The answer must be an exact copy of the listing below.

########

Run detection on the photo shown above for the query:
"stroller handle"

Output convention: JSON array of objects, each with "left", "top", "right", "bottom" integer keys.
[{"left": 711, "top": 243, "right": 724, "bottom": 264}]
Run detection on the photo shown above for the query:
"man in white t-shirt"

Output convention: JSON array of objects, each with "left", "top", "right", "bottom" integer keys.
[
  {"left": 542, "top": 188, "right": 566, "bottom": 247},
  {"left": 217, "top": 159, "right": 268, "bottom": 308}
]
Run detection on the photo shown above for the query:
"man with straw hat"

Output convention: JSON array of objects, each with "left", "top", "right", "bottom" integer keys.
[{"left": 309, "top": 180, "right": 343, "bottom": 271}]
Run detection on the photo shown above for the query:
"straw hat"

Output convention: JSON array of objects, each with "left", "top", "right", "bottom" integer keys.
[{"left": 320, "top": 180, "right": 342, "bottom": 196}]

########

## ANSWER SECTION
Run detection on the photo shown above for the query:
"stroller handle"

Output convention: JSON array of objects, each with "left", "top", "right", "bottom" integer keys.
[{"left": 711, "top": 243, "right": 724, "bottom": 264}]
Run detection on the photo shown above for the query:
"man in white t-shirt"

Output convention: JSON array of objects, each with "left", "top", "right", "bottom" integer keys.
[
  {"left": 542, "top": 188, "right": 566, "bottom": 247},
  {"left": 217, "top": 159, "right": 268, "bottom": 308}
]
Run detection on the photo shown above for the query:
"man with straw hat"

Output convention: JSON array of objects, each with "left", "top", "right", "bottom" integer keys.
[{"left": 309, "top": 180, "right": 343, "bottom": 271}]
Run detection on the photo shown above for the query:
"straw hat"

Output convention: JSON array of objects, each with "left", "top", "right", "bottom" integer keys.
[{"left": 320, "top": 180, "right": 342, "bottom": 196}]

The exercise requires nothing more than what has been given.